● **What the task requires**:
In the Green Arrow passage, change "debuted" to "premiered" and write out the stretch between "In the CW series" and "and Kara Zor-El/Supergirl.", inclusive.
╭─ Passage given
As a member of Justice League Unlimited, Green Arrow became close friends with Supergirl.
In Batman: The Brave and the Bold, Green Arrow would become Batman's chief rival in the super hero community. He would eventually date Black Canary despite her initial crush with the Dark Knight.
For Young Justice, Arrow takes on Artemis as his sidekick when Speedy ended their partnership.
In the CW series Arrow, which debuted in 2012, Green Arrow works with a team of vigilantes. The team originates with Green Arrow, John Diggle and Felcity Smoak, and incorporates at various points over the series run Roy Harper/Arsenal, Sara Lance/White Canary, Thea Queen/Speedy, Laurel Lance/Black Canary, Curtis Holt/Mister Terrific, Rene Ramirez/Wild Dog, Rory Regan/Ragman, Evelyn Sharp/Artemis and Dinah Drake/Black Canary. His son William Clayton is also introduced. Green Arrow goes on to marry Felicity Smoak, and the pair have a daughter, Mia Smoak/Blackstar. The series originated the Arrowverse franchise, which sees Green Arrow working with other heroes including Barry Allen/The Flash and Kara Zor-El/Supergirl.
╰─
╭─ Supplied information
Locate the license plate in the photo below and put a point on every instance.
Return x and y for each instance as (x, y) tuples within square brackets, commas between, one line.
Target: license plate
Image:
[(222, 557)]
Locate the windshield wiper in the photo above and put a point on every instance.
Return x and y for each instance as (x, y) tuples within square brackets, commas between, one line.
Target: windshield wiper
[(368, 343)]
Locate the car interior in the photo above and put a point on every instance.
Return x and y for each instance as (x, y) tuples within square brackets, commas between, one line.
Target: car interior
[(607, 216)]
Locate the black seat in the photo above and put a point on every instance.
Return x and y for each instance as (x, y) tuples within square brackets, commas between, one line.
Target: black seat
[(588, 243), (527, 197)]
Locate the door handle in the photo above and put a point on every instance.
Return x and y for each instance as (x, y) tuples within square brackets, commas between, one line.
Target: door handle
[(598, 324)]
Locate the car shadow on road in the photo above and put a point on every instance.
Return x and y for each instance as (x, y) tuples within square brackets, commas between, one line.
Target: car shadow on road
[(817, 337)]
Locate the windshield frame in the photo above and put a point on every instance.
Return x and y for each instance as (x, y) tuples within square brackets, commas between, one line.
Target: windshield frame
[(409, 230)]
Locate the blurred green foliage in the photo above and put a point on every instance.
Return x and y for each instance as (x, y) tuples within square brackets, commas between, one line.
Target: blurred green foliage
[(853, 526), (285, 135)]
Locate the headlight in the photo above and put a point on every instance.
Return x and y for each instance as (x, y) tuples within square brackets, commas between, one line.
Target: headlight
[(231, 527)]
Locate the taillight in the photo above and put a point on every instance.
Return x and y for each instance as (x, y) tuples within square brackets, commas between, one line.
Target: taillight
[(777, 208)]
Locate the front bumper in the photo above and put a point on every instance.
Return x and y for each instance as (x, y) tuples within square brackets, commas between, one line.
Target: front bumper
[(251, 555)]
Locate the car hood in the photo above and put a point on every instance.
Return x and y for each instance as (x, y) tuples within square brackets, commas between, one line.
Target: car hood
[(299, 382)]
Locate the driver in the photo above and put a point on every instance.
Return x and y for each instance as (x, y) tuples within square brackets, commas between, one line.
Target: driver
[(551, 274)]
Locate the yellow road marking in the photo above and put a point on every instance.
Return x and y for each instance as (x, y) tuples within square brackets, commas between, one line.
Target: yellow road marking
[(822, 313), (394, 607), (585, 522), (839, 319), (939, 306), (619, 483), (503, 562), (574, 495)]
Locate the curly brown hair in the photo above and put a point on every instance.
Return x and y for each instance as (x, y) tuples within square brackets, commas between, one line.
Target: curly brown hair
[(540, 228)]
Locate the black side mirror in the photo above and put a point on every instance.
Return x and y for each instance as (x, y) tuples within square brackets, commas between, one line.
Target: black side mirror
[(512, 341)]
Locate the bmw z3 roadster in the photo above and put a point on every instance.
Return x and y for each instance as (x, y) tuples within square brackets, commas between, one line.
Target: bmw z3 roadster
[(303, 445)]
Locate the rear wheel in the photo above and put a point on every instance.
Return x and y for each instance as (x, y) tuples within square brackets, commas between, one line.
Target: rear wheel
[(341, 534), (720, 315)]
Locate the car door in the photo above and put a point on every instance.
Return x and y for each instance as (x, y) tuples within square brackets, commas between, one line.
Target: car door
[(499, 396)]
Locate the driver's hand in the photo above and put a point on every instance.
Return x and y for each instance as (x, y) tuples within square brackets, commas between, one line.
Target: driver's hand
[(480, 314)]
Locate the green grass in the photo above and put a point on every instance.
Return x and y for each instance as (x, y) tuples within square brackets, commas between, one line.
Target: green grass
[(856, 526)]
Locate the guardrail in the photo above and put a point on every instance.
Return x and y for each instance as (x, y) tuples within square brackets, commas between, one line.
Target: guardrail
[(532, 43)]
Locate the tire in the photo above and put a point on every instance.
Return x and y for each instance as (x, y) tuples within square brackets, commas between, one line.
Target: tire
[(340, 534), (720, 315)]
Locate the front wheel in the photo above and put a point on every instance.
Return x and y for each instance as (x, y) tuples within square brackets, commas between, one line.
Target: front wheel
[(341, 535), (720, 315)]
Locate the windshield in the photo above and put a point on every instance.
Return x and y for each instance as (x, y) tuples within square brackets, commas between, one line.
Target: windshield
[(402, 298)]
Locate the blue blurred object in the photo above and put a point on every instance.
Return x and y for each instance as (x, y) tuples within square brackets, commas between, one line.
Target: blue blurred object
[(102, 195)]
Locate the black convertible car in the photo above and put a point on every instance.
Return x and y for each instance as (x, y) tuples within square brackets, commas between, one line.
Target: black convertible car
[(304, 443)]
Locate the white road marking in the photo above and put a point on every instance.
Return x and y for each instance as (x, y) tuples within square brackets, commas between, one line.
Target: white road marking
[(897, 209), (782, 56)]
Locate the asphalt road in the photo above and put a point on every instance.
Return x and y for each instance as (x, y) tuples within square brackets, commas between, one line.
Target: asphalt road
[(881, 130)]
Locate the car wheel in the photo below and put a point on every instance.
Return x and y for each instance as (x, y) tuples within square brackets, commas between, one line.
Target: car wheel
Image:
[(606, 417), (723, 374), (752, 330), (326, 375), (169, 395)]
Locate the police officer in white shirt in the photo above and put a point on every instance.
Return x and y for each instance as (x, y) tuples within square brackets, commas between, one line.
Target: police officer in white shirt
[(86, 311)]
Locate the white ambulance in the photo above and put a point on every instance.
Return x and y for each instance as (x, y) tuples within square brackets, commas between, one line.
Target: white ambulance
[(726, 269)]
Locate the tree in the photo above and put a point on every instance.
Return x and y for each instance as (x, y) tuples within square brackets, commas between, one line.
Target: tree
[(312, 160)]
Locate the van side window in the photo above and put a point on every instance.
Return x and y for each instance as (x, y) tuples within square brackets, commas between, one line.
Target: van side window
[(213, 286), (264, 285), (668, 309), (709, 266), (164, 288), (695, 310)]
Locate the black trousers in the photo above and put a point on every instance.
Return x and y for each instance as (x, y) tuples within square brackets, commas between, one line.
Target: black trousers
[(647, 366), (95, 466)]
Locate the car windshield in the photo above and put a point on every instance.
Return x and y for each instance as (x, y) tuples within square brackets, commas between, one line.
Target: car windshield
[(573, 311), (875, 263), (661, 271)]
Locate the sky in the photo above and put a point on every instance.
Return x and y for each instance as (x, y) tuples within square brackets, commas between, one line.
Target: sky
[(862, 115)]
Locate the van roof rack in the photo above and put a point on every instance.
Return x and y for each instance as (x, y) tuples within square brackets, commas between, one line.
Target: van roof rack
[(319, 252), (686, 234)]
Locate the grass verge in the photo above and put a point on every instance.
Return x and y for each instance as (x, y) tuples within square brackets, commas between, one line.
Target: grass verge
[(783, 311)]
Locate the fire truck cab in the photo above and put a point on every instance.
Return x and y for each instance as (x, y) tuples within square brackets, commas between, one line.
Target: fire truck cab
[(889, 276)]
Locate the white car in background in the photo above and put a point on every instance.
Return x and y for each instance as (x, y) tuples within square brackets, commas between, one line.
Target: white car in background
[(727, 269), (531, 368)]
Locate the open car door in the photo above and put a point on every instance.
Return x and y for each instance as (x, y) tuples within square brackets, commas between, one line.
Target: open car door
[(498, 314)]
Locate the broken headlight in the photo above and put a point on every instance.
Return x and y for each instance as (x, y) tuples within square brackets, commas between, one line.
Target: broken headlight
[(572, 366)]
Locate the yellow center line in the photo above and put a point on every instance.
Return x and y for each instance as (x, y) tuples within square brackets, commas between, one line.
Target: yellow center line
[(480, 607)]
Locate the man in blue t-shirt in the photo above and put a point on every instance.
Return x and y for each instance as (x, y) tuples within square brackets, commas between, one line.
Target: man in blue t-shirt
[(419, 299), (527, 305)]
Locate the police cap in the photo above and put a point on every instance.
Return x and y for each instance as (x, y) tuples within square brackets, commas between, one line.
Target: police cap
╰─
● **Exercise solution**:
In the CW series Arrow, which premiered in 2012, Green Arrow works with a team of vigilantes. The team originates with Green Arrow, John Diggle and Felcity Smoak, and incorporates at various points over the series run Roy Harper/Arsenal, Sara Lance/White Canary, Thea Queen/Speedy, Laurel Lance/Black Canary, Curtis Holt/Mister Terrific, Rene Ramirez/Wild Dog, Rory Regan/Ragman, Evelyn Sharp/Artemis and Dinah Drake/Black Canary. His son William Clayton is also introduced. Green Arrow goes on to marry Felicity Smoak, and the pair have a daughter, Mia Smoak/Blackstar. The series originated the Arrowverse franchise, which sees Green Arrow working with other heroes including Barry Allen/The Flash and Kara Zor-El/Supergirl.